In respect of your initial comments, I’m not quite sure what you’re getting at... but when I was referring to egos I was generally musing on the differences between men and women, in light of the theme of this thread concerning in part the sexual drive of men.I think you're over-extending a flawed argument. You were talking about ego and fickleness, not monogamy. That's the over-extension - ego and fickleness is not the opposite of monogamy.
The monogamy argument is itself flawed and the same facts could just as easily be interpreted the opposite way to "make complete sense" "from a biological perspective".
Note that the following is not my view. It is an illustration of how the same facts can be interpreted very differently.
A "perpetual monogamous relationship" would ensure that a man knows he's the biological father of any children of the relationshop. Until extremely recently, there was no other way a man could know that. So it "makes complete sense" that monogamous relationships inherently suit men better and it is therefore logical that a woman is more prone to feeling stressed by a perpetual monogamous relationship and more prone to having a fickle attraction to young, virile men.

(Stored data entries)
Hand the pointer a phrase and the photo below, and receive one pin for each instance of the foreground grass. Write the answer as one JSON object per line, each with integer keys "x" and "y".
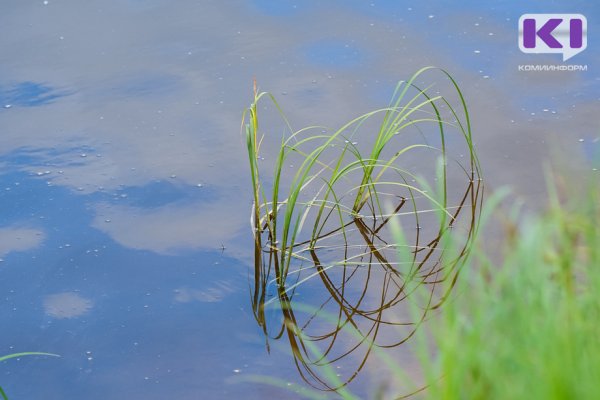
{"x": 529, "y": 327}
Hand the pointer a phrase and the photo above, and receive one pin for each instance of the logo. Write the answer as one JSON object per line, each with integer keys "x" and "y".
{"x": 553, "y": 33}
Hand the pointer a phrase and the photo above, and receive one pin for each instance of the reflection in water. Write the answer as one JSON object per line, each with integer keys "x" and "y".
{"x": 349, "y": 285}
{"x": 66, "y": 305}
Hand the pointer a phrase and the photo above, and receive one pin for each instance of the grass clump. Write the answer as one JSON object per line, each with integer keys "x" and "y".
{"x": 526, "y": 327}
{"x": 18, "y": 355}
{"x": 324, "y": 226}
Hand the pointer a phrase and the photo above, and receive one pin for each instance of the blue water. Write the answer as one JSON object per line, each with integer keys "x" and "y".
{"x": 125, "y": 244}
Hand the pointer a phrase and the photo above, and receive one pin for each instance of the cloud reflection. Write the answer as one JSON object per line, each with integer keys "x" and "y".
{"x": 66, "y": 305}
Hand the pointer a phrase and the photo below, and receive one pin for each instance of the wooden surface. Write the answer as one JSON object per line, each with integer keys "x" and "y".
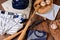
{"x": 43, "y": 26}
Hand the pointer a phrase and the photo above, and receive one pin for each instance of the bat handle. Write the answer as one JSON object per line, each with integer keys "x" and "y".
{"x": 13, "y": 36}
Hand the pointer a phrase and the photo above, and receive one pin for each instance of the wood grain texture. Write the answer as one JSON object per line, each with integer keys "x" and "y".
{"x": 43, "y": 26}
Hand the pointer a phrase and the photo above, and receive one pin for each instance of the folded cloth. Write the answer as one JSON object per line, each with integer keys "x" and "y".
{"x": 36, "y": 35}
{"x": 10, "y": 22}
{"x": 8, "y": 7}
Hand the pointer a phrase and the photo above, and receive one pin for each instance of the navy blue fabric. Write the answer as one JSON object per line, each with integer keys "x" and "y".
{"x": 20, "y": 4}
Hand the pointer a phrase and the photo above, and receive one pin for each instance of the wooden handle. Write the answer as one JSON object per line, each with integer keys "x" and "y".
{"x": 12, "y": 36}
{"x": 21, "y": 37}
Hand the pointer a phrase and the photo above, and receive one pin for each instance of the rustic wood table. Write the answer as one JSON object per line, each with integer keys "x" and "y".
{"x": 43, "y": 26}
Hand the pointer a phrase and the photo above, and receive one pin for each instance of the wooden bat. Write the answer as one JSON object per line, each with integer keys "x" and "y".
{"x": 12, "y": 36}
{"x": 22, "y": 35}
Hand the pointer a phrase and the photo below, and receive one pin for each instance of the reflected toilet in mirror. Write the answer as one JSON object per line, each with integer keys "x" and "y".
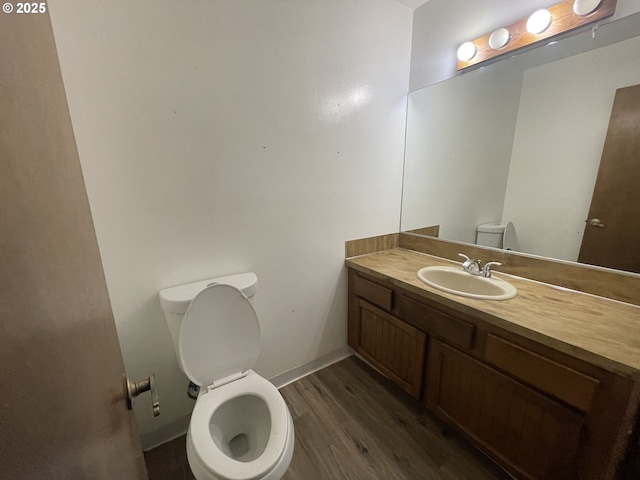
{"x": 497, "y": 235}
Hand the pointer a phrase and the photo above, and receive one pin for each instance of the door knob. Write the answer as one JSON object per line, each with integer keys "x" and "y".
{"x": 136, "y": 388}
{"x": 595, "y": 222}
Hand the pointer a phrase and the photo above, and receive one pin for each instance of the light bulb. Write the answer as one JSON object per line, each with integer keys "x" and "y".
{"x": 466, "y": 51}
{"x": 539, "y": 21}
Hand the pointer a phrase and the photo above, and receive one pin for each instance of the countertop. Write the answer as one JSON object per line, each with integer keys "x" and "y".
{"x": 599, "y": 330}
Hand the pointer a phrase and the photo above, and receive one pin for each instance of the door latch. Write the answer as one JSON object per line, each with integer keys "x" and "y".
{"x": 136, "y": 388}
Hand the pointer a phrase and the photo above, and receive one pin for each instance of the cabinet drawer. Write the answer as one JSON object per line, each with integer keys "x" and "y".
{"x": 558, "y": 380}
{"x": 373, "y": 293}
{"x": 455, "y": 331}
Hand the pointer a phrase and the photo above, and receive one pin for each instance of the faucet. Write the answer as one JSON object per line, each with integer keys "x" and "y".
{"x": 486, "y": 270}
{"x": 473, "y": 267}
{"x": 470, "y": 266}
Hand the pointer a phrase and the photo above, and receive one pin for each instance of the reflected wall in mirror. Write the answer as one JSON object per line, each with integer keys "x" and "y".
{"x": 519, "y": 140}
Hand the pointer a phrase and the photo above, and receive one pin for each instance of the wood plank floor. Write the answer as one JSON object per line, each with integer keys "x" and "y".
{"x": 352, "y": 423}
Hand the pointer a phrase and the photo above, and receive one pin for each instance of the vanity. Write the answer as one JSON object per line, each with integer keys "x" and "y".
{"x": 545, "y": 383}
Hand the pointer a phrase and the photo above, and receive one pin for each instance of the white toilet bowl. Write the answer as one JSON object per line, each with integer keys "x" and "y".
{"x": 241, "y": 430}
{"x": 241, "y": 427}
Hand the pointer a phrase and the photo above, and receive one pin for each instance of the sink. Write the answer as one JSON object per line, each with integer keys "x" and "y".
{"x": 457, "y": 281}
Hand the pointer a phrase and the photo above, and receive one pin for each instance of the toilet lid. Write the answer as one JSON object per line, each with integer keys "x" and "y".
{"x": 219, "y": 336}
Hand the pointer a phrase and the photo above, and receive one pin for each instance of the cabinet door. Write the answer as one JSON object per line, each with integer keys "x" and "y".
{"x": 390, "y": 345}
{"x": 529, "y": 434}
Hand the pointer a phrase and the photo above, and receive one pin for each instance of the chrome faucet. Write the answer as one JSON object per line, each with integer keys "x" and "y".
{"x": 470, "y": 266}
{"x": 473, "y": 266}
{"x": 486, "y": 270}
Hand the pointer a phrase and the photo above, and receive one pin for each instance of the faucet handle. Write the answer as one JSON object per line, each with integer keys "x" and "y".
{"x": 469, "y": 265}
{"x": 486, "y": 270}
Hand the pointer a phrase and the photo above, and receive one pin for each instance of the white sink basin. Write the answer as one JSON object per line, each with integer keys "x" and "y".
{"x": 457, "y": 281}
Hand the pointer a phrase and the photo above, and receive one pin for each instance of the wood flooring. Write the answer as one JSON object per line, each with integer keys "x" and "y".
{"x": 352, "y": 423}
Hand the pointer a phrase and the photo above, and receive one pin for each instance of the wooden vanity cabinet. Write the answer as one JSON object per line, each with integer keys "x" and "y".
{"x": 518, "y": 427}
{"x": 537, "y": 412}
{"x": 394, "y": 347}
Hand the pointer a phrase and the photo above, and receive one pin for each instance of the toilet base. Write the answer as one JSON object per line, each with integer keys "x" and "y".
{"x": 276, "y": 473}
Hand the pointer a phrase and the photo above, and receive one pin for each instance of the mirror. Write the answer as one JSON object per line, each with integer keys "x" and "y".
{"x": 519, "y": 140}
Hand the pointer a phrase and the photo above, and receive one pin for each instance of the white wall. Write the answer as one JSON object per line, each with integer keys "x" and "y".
{"x": 554, "y": 169}
{"x": 458, "y": 149}
{"x": 219, "y": 136}
{"x": 441, "y": 26}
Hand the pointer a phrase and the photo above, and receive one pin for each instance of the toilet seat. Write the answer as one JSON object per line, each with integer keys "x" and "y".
{"x": 219, "y": 337}
{"x": 216, "y": 462}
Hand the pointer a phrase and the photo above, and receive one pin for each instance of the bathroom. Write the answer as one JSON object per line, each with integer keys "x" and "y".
{"x": 220, "y": 137}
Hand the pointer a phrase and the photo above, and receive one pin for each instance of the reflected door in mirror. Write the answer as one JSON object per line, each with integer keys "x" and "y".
{"x": 613, "y": 225}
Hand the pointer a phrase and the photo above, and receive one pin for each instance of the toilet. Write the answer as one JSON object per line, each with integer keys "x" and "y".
{"x": 241, "y": 427}
{"x": 497, "y": 235}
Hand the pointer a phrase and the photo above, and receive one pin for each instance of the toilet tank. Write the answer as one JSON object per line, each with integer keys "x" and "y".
{"x": 175, "y": 300}
{"x": 497, "y": 235}
{"x": 490, "y": 234}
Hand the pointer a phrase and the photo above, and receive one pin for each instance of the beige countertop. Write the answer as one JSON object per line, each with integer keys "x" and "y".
{"x": 601, "y": 331}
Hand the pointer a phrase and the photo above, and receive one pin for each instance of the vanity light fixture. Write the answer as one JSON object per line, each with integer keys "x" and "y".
{"x": 467, "y": 51}
{"x": 540, "y": 26}
{"x": 539, "y": 21}
{"x": 499, "y": 38}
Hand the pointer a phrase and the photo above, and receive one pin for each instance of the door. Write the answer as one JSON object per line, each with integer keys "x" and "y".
{"x": 63, "y": 411}
{"x": 612, "y": 233}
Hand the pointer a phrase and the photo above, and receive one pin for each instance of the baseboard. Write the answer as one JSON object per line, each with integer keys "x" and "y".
{"x": 324, "y": 361}
{"x": 165, "y": 434}
{"x": 179, "y": 427}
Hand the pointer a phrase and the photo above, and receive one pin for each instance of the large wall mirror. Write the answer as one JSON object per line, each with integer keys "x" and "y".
{"x": 519, "y": 140}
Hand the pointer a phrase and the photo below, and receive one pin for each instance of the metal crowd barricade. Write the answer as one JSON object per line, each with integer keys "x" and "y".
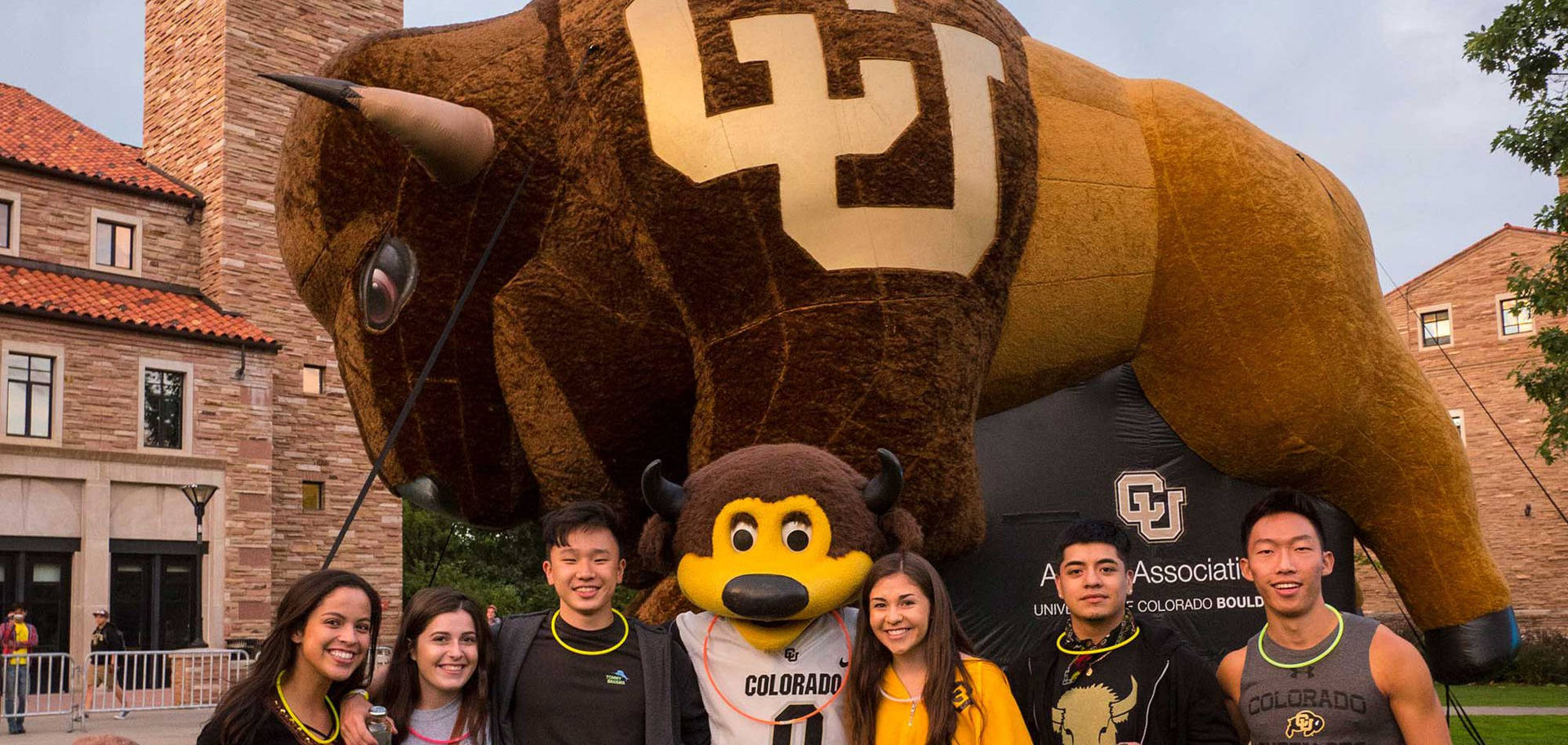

## REQUIREMENT
From the monogamy post, extract the passage starting at "In respect of" and ending at "interpreted very differently.". The entries have nothing to do with this.

## SOLVED PROBLEM
In respect of your initial comments, I’m not quite sure what you’re getting at... but when I was referring to egos I was generally musing on the differences between men and women, in light of the theme of this thread concerning in part the sexual drive of men.I think you're over-extending a flawed argument. You were talking about ego and fickleness, not monogamy. That's the over-extension - ego and fickleness is not the opposite of monogamy.
The monogamy argument is itself flawed and the same facts could just as easily be interpreted the opposite way to "make complete sense" "from a biological perspective".
Note that the following is not my view. It is an illustration of how the same facts can be interpreted very differently.